● What the exercise asks
Report each line in the listing below that includes the string "microphone", copying every such line in full.

(Detection annotation records)

######

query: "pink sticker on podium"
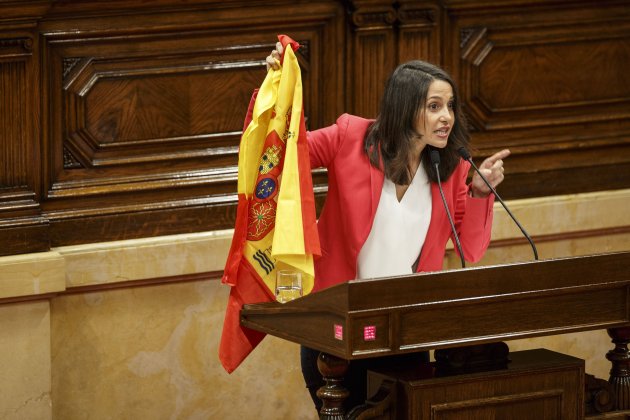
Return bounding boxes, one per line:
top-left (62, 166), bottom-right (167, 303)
top-left (335, 324), bottom-right (343, 340)
top-left (363, 325), bottom-right (376, 341)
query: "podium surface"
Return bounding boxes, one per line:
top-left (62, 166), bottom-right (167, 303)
top-left (241, 252), bottom-right (630, 360)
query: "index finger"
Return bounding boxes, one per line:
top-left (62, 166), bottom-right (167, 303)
top-left (486, 149), bottom-right (511, 164)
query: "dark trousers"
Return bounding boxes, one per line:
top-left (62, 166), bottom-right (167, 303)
top-left (300, 346), bottom-right (429, 413)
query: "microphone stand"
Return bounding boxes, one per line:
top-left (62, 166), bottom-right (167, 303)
top-left (457, 147), bottom-right (538, 261)
top-left (429, 149), bottom-right (466, 268)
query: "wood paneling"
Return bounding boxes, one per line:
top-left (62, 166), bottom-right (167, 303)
top-left (0, 0), bottom-right (630, 255)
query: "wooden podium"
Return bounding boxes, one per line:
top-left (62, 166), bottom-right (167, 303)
top-left (241, 252), bottom-right (630, 419)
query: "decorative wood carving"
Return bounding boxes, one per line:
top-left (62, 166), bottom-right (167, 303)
top-left (606, 327), bottom-right (630, 410)
top-left (317, 352), bottom-right (350, 420)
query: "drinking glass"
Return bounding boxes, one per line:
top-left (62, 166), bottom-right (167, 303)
top-left (276, 270), bottom-right (302, 303)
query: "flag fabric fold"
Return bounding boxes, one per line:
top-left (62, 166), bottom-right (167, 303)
top-left (219, 35), bottom-right (321, 372)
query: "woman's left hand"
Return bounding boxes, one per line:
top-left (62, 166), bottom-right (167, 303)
top-left (471, 149), bottom-right (510, 198)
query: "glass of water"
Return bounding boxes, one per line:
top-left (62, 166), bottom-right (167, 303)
top-left (276, 270), bottom-right (302, 303)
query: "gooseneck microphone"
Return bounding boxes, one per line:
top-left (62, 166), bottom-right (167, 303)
top-left (429, 149), bottom-right (466, 268)
top-left (457, 147), bottom-right (538, 260)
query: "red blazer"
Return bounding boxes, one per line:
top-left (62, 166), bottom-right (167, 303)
top-left (308, 114), bottom-right (494, 291)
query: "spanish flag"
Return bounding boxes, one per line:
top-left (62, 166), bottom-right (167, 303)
top-left (219, 35), bottom-right (321, 373)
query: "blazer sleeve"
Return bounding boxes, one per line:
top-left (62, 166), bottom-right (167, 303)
top-left (306, 114), bottom-right (350, 168)
top-left (453, 162), bottom-right (494, 262)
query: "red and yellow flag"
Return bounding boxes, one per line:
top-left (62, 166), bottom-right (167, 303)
top-left (219, 35), bottom-right (321, 372)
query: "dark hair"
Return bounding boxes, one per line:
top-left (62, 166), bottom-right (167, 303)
top-left (364, 60), bottom-right (469, 185)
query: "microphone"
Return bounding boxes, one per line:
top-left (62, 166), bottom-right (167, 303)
top-left (457, 147), bottom-right (538, 260)
top-left (429, 149), bottom-right (466, 268)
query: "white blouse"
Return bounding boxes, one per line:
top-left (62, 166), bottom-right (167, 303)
top-left (357, 165), bottom-right (431, 279)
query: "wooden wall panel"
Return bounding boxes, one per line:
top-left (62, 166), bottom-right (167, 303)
top-left (0, 0), bottom-right (630, 255)
top-left (0, 28), bottom-right (49, 255)
top-left (445, 2), bottom-right (630, 198)
top-left (32, 2), bottom-right (343, 245)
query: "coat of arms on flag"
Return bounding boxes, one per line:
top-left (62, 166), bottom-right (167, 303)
top-left (219, 35), bottom-right (321, 372)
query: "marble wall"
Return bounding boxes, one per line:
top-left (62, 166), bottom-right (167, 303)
top-left (0, 190), bottom-right (630, 420)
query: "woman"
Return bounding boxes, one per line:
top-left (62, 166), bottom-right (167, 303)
top-left (267, 43), bottom-right (510, 410)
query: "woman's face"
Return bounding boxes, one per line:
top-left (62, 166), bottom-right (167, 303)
top-left (416, 80), bottom-right (455, 149)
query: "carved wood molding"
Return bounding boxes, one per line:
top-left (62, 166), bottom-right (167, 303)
top-left (0, 37), bottom-right (33, 58)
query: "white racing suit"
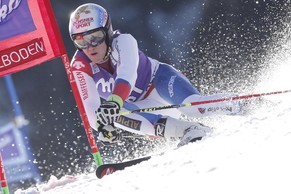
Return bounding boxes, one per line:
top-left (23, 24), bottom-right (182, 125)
top-left (71, 34), bottom-right (240, 138)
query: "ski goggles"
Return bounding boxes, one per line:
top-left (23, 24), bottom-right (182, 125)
top-left (72, 29), bottom-right (106, 49)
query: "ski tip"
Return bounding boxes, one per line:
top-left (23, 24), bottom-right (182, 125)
top-left (96, 166), bottom-right (116, 179)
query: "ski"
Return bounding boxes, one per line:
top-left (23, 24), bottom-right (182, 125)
top-left (96, 156), bottom-right (151, 179)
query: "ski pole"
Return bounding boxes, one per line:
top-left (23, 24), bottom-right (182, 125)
top-left (120, 90), bottom-right (291, 115)
top-left (0, 153), bottom-right (9, 194)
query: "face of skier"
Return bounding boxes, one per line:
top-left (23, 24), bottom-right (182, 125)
top-left (82, 41), bottom-right (107, 64)
top-left (73, 29), bottom-right (107, 64)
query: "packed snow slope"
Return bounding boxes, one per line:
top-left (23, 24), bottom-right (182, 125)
top-left (16, 45), bottom-right (291, 194)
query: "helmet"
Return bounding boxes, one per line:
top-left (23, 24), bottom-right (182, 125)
top-left (69, 3), bottom-right (113, 45)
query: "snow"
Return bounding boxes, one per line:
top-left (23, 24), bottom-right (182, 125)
top-left (15, 4), bottom-right (291, 194)
top-left (15, 50), bottom-right (291, 194)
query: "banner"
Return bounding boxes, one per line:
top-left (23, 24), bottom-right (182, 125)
top-left (0, 123), bottom-right (40, 183)
top-left (0, 0), bottom-right (66, 77)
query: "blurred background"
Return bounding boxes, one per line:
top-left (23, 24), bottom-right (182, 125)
top-left (0, 0), bottom-right (291, 191)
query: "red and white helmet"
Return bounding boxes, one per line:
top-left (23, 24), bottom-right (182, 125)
top-left (69, 3), bottom-right (113, 45)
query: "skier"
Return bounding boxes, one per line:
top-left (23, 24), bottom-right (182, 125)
top-left (69, 3), bottom-right (246, 146)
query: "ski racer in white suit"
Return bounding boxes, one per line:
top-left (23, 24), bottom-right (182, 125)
top-left (69, 3), bottom-right (241, 145)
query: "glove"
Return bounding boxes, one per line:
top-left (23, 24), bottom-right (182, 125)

######

● Response below
query: "microphone stand"
query: "gooseneck microphone"
query: "microphone"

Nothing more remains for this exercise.